+++ Selected extract +++

Cache key design, CloudFront Functions vs Lambda at Edge, origin shield, and multi-origin failover, written up from a few production incidents I'd rather not repeat.
A worker version I’d approved on a Wednesday afternoon at a live-video creator platform I led engineering at dropped the locale segment from the cache key. Within ninety minutes a German creator tweeted a screenshot of someone else’s profile photo showing up on his own OG preview. The thread had 200+ retweets in an hour. I was the one who approved the PR. I was also the one who built the edge caching layer the quarter before. So, yeah, I got to learn this lesson on my own deploy.
Most of what people call “edge computing” is, in practice, cache key design plus a small amount of viewer-side rewriting. Get the key right and the rest is plumbing. Get it wrong and you find out from Twitter.
This is what I’d tell a teammate doing CloudFront work for the first time, with the bias of someone who’s broken it a few times.
The cache key is the public API of your edge. Anything you forget to put in the key, you’ll see show up wrong in production. Two different responses, one cache slot, first one in wins. Then it serves wrong for ten minutes, or two hours, or the rest of the day if your TTLs are generous.
Useful questions before you ship anything cacheable. What does the response actually vary on? Locale. Auth tier. Device class. Country. A/B bucket. Currency. If the response varies on it and the key doesn’t include it, you have a bug, you just haven’t seen it yet.
CloudFront’s cache policies let you spell this out. Here’s a sane default for an authenticated app with locale and device fanout:
resource "aws_cloudfront_cache_policy" "app_default" {
name = "app-default-v3"
default_ttl = 60
max_ttl = 300
min_ttl = 0
parameters_in_cache_key_and_forwarded_to_origin {
enable_accept_encoding_brotli = true
enable_accept_encoding_gzip = true
headers_config {
header_behavior = "whitelist"
headers {
items = [
"x-locale-bucket",
"x-device-class",
"cloudfront-viewer-country",
]
}
}
query_strings_config {
query_string_behavior = "whitelist"
query_strings {
items = ["ab", "currency"]
}
}
cookies_config {
cookie_behavior = "whitelist"
cookies {
items = ["session_tier"]
}
}
}
}The x-locale-bucket and x-device-class headers aren’t request headers a browser sends. They’re written by a CloudFront Function on viewer-request, which is the next section. Compression is in the key. Brotli and gzip get different cache entries, and that’s correct.
One trap. Cookies and query strings have a habit of breeding without you noticing. Whitelist what you actually use. Anything else widens the key and drops your hit ratio for no reason.

+++ Provided data +++

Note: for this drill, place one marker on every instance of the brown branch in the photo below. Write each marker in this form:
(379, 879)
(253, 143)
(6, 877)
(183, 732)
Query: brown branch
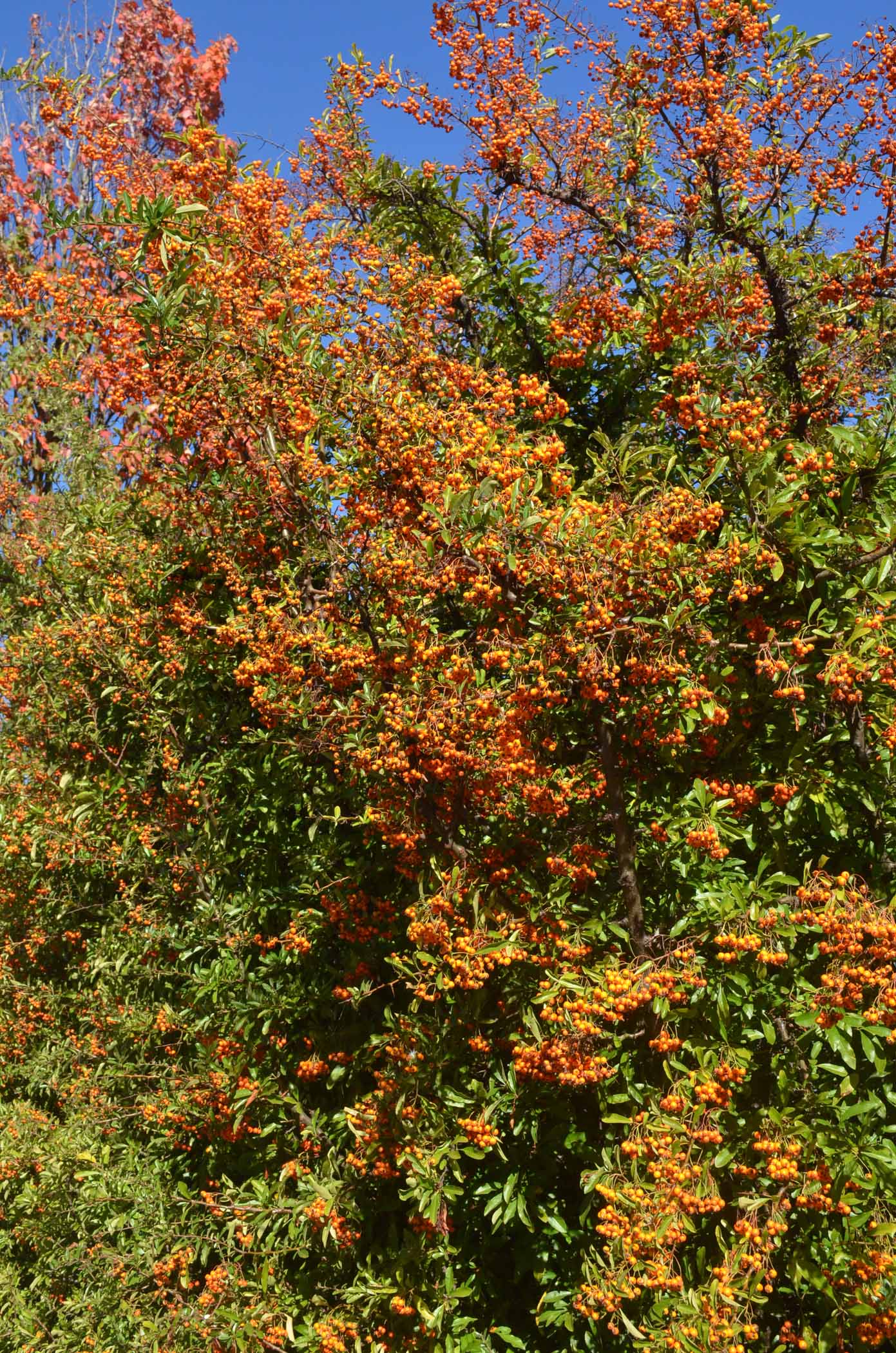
(625, 851)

+++

### What you need to do
a. Update the stretch of the CloudFront caching write-up from "One trap. Cookies" through "for no reason.", replacing "Whitelist" with "Allowlist".
b. Could you carry the CloudFront caching write-up on from the point where it stops?

### The answers
a.
One trap. Cookies and query strings have a habit of breeding without you noticing. Allowlist what you actually use. Anything else widens the key and drops your hit ratio for no reason.

b.
CloudFront Functions run on viewer-request and viewer-response. JavaScript only, sub-millisecond, no network calls, very tight memory budget. They’re shockingly cheap.
Lambda at Edge runs on viewer-request, origin-request, origin-response, and viewer-response. Full Node runtime, can make outbound HTTP calls, can read from S3 or DynamoDB, has cold starts.
My position. About ninety percent of what people reach for Lambda at Edge for is actually a CloudFront Function plus a smarter cache key. If you can express what you want in a header rewrite, a redirect, a normalization, or a bucket assignment, you don’t need a Node runtime at the edge. You’re paying cold start latency for something a viewer-request Function would do in 0.4 ms.
Here’s a real one. Accept-Language is awful for cache keys because it’s high-cardinality. en-US,en;q=0.9,tr;q=0.8 and en-US,en;q=0.9 are different strings, same cache slot you want. So normalize it to a small bucket first.
function handler(event) {
var req = event.request;
var headers = req.headers;
var supported = ['en', 'tr', 'de', 'es', 'fr', 'pt'];
var fallback = 'en';
var raw = (headers['accept-language'] && headers['accept-language'].value) || '';
var primary = raw.split(',')[0].split('-')[0].toLowerCase().trim();
var bucket = supported.indexOf(primary) >= 0 ? primary : fallback;
headers['x-locale-bucket'] = { value: bucket };
var ua = (headers['user-agent'] && headers['user-agent'].value) || '';
var device = 'desktop';
if (/iPhone|Android.*Mobile|iPod/.test(ua)) device = 'mobile';
else if (/iPad|Android(?!.*Mobile)/.test(ua)) device = 'tablet';
headers['x-device-class'] = { value: device };
return req;
}Six locale buckets, three device classes. Eighteen cache variants. Without bucketing, Accept-Language alone gave us hundreds of variants for the exact same response.
When do you actually need Lambda at Edge. When you have to call a backend on origin-request, like fetching a signed URL from S3, or reading a feature flag from DynamoDB, or generating dynamic OG metadata that depends on a database row. Don’t reach for it before then.
Origin shield puts a single regional cache between every edge POP and your origin. Without it, every edge that misses goes directly to origin. With it, the edges collapse on a shield, and the shield is the only thing your origin sees.
On a workload spread across regions, this is the difference between a comfortable hit ratio and a panicked Slack thread at 3 a.m. Pacific. Measure your hit ratio before and after. If it doesn’t move, you didn’t need shield. Mine moved enough every time I’ve used it that I now turn it on by default for any origin that isn’t on the same continent as the bulk of traffic.
Multi-origin failover sits next to it. You define an origin group with a primary and a secondary, and CloudFront will fail over on the status codes you list. Stick to a tight set. 500, 502, 503, 504. Don’t include 404 in failover criteria unless you really mean it.
resource "aws_cloudfront_distribution" "app" {
enabled = true
origin {
domain_name = aws_lb.primary.dns_name
origin_id = "primary-alb"
origin_shield {
enabled = true
origin_shield_region = "us-east-1"
}
custom_origin_config {
http_port = 80
https_port = 443
origin_protocol_policy = "https-only"
origin_ssl_protocols = ["TLSv1.2"]
}
}
origin {
domain_name = aws_s3_bucket.lkg_snapshot.bucket_regional_domain_name
origin_id = "last-known-good"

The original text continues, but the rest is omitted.